What to do:
A) Decide whether each statement below agrees with the article on mail delivery of abortion pills. Answer yes or no for each, and quote the words from the article that decide it. (i) The Louisiana v. FDA case is before the Fifth Circuit Court of Appeals. (ii) The Justice Department filed a motion asking to end the mail-in rule while the case goes on. (iii) The letter to Todd Blanche came from 83 organizations in all.
B) Reproduce the passage of the article on mail delivery of abortion pills that starts with "Mifepristone can also" and goes on through "on the procedure.".

WASHINGTON — Dozens of pro-life groups are pleading with the Trump White House to stop the Food and Drug Administration from allowing mail delivery of abortion pills, claiming the Justice Department can do so by merely settling a lawsuit.
Last year, Louisiana challenged a Biden-era policy allowing mifepristone, part of a two-drug regimen to cause an abortion, to be delivered via the postal system. That case, Louisiana v. FDA, is playing out before the New Orleans-based Fifth Circuit Court of Appeals.
In 2021, the Biden FDA scrapped a requirement that patients visit a doctor in-person to get the abortion pill, formalizing that rule in 2023.
The Trump FDA has so far kept that policy intact, though the agency has begun conducting a safety review, the interim results of which could be released as early as next month.
Louisiana argued that the FDA’s move to remove the in-person dispensing requirement has allowed abortion groups to undermine the state’s strict abortion restrictions.
Last month, the Supreme Court blocked an order from the Fifth Circuit that had briefly required in-person dispensing of mifepristone.
Just last week, the DOJ filed a motion supporting keeping the mail-in rule in place while the case plays out.
“Agreeing to a court-ordered consent decree would end the Biden Administration’s unlawful mail-order abortion drug policy and restore in-person dispensing while the FDA completes a prompt, rigorous safety review,” Susan B. Anthony Pro-Life America and 83 other anti-abortion organizations wrote in a letter to acting Attorney General Todd Blanche obtained by The Post.
“Every month DOJ delays, abusers retain a dangerous tool for coercion, state laws are undermined, unborn children are killed, and women face preventable risks,” the letter went on. “We respectfully urge you to settle Louisiana v. FDA, end DOJ’s defense of the mail-order abortion drug regime.”
Pro-life groups have long attacked the loosening of requirements to access mifepristone, which restricts certain hormones from the uterus needed to support a pregnancy. Typically, it is taken with misoprostol, which empties the uterus, to carry out a medical abortion.
Mifepristone can also be used to manage miscarriages and treat Cushing’s syndrome.
Roughly two-thirds of abortions across the country are chemically induced, per the pro-choice Guttmacher Institute.
Former FDA Commissioner Martin Makary had faced accusations by pro-life activists and Republican lawmakers that he was dragging his feet on the mifepristone safety review before stepping down in May.
Since the Supreme Court’s 2022 Dobbs v. Jackson Women’s Health Organization decision, abortion groups have promoted mail-order mifepristone to help women circumvent red state laws banning or significantly cracking down on the procedure.
The Justice Department did not immediately respond to a request for comment.

Study material:

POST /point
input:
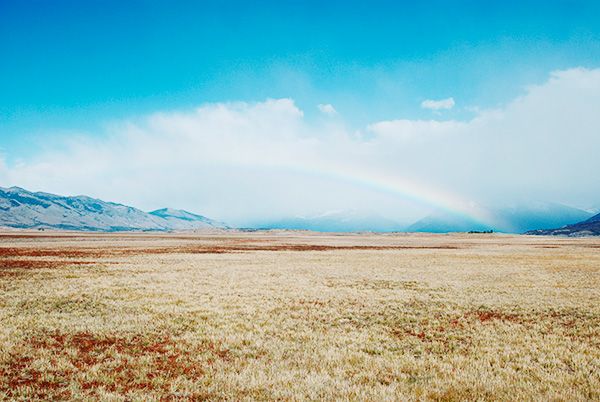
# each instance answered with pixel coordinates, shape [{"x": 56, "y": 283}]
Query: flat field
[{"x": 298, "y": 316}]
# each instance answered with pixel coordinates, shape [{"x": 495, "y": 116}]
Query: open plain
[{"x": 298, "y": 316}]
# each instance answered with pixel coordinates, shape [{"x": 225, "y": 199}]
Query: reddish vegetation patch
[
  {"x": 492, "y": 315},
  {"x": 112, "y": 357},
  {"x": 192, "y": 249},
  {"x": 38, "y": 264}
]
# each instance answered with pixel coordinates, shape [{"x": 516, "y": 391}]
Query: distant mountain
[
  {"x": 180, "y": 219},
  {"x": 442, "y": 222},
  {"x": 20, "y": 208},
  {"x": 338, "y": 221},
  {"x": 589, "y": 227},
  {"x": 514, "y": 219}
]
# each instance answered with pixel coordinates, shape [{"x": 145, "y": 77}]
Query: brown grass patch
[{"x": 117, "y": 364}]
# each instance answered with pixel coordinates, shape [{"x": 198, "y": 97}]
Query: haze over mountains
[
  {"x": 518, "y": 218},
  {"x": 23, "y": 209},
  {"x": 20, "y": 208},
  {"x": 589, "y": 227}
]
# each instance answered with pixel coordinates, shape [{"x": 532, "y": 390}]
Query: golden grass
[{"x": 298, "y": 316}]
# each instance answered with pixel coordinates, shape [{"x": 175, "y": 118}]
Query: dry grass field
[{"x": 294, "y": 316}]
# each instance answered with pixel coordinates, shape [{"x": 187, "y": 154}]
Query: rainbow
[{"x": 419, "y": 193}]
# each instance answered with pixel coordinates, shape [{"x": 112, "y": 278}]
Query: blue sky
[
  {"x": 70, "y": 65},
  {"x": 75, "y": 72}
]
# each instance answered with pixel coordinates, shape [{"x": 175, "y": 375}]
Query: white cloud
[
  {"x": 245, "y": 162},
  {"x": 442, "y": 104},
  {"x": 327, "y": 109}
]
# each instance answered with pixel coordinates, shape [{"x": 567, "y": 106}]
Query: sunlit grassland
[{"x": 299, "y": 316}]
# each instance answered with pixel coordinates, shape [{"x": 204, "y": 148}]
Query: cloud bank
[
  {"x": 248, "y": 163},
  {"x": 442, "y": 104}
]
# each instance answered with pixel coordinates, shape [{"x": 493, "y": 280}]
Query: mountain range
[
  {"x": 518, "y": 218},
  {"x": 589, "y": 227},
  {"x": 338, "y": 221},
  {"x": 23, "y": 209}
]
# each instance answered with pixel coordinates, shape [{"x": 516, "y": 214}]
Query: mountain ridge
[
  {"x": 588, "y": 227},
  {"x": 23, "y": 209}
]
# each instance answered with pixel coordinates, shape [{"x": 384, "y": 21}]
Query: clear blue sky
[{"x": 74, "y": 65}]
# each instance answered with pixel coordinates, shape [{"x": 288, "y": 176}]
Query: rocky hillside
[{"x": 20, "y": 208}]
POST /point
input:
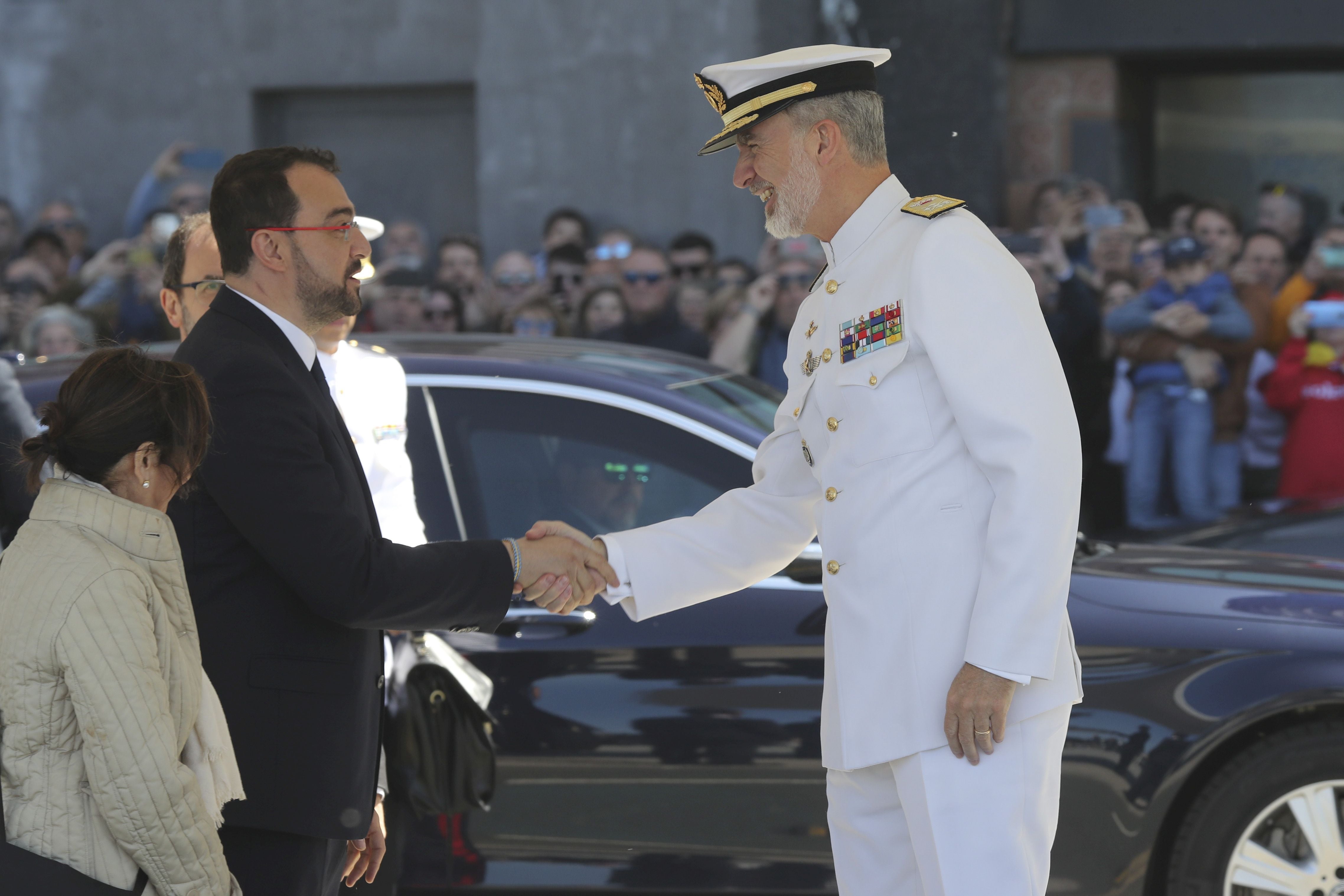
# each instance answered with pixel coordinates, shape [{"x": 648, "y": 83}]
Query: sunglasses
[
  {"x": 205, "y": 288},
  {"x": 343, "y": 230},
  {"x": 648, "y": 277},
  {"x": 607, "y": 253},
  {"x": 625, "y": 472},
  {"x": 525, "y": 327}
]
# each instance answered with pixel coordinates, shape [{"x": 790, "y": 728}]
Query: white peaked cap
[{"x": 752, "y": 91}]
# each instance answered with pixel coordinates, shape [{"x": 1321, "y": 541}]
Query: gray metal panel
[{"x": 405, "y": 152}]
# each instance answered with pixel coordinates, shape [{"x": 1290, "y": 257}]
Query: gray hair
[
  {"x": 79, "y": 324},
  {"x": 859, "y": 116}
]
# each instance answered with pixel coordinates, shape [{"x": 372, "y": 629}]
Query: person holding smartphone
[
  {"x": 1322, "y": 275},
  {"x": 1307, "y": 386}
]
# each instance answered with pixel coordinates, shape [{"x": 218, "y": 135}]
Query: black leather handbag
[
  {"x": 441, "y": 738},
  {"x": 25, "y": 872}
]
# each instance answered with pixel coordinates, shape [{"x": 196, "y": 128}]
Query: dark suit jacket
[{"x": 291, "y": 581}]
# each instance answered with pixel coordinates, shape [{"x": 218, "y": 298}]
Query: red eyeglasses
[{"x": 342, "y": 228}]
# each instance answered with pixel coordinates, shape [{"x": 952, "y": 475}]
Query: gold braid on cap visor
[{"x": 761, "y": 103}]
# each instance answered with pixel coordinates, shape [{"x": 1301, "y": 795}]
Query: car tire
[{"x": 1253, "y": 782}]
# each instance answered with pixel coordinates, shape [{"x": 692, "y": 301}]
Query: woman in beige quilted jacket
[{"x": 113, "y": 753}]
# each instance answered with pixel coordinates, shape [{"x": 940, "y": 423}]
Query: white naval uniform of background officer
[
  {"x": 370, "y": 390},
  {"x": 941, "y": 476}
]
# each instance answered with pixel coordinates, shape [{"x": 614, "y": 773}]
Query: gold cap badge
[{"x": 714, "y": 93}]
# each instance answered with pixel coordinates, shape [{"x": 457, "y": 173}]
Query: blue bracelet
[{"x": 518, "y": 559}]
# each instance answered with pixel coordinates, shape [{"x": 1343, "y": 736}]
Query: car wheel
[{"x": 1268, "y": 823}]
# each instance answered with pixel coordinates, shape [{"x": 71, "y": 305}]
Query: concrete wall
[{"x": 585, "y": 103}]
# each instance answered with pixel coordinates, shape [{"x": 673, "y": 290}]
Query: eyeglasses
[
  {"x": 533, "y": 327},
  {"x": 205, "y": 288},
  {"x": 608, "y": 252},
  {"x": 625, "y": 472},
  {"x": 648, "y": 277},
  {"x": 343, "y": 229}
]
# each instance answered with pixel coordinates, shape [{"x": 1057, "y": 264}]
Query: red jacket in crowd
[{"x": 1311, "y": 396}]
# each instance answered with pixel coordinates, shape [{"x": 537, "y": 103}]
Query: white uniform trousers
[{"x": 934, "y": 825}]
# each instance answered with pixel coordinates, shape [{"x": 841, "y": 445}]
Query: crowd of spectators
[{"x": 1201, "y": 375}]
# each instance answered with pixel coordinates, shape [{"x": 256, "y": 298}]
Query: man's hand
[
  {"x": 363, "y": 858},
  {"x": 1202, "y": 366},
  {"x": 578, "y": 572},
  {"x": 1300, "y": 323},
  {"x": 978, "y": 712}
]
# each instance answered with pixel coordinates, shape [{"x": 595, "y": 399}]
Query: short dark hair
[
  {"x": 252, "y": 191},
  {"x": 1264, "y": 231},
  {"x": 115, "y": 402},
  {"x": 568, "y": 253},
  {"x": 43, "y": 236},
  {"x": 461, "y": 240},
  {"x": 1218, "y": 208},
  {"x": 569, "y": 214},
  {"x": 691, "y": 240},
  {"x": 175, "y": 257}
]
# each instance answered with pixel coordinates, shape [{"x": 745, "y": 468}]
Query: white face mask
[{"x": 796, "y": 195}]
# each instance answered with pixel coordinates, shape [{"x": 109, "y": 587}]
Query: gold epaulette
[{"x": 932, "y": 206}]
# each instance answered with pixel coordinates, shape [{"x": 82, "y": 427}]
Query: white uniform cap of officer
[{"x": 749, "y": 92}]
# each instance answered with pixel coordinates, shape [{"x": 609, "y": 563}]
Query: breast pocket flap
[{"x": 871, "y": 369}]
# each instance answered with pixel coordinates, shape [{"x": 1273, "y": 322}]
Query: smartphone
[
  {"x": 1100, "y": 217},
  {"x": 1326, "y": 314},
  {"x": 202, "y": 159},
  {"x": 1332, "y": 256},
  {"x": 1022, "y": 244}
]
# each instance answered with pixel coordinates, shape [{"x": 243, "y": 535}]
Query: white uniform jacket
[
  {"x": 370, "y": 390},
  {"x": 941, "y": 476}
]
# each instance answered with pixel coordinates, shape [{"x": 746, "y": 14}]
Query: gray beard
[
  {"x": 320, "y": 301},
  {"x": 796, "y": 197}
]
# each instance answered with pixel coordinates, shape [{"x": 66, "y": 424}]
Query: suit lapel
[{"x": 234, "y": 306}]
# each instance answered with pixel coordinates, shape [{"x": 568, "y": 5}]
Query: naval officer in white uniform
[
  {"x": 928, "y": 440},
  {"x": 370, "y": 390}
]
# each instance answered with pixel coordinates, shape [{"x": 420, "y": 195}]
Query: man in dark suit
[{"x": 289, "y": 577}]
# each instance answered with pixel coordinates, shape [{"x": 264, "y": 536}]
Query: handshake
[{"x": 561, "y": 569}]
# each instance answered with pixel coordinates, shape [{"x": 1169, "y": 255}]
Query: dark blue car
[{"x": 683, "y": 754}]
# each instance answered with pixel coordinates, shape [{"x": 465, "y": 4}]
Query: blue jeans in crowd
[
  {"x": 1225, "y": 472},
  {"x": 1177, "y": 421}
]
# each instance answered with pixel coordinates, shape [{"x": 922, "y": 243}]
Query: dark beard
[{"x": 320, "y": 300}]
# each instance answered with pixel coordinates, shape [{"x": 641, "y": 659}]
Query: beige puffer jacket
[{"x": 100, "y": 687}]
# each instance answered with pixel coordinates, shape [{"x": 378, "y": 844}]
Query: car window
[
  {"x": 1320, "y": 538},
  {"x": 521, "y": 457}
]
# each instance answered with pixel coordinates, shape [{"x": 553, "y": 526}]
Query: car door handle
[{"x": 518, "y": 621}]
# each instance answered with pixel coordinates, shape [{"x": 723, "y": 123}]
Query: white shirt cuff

Results of the exercise:
A)
(i) Yes: "That case, Louisiana v. FDA, is playing out before the New Orleans-based Fifth Circuit Court of Appeals."
(ii) No: "the DOJ filed a motion supporting keeping the mail-in rule in place while the case plays out."
(iii) No: "Susan B. Anthony Pro-Life America and 83 other anti-abortion organizations wrote in a letter to acting Attorney General Todd Blanche"

B)
Mifepristone can also be used to manage miscarriages and treat Cushing’s syndrome.
Roughly two-thirds of abortions across the country are chemically induced, per the pro-choice Guttmacher Institute.
Former FDA Commissioner Martin Makary had faced accusations by pro-life activists and Republican lawmakers that he was dragging his feet on the mifepristone safety review before stepping down in May.
Since the Supreme Court’s 2022 Dobbs v. Jackson Women’s Health Organization decision, abortion groups have promoted mail-order mifepristone to help women circumvent red state laws banning or significantly cracking down on the procedure.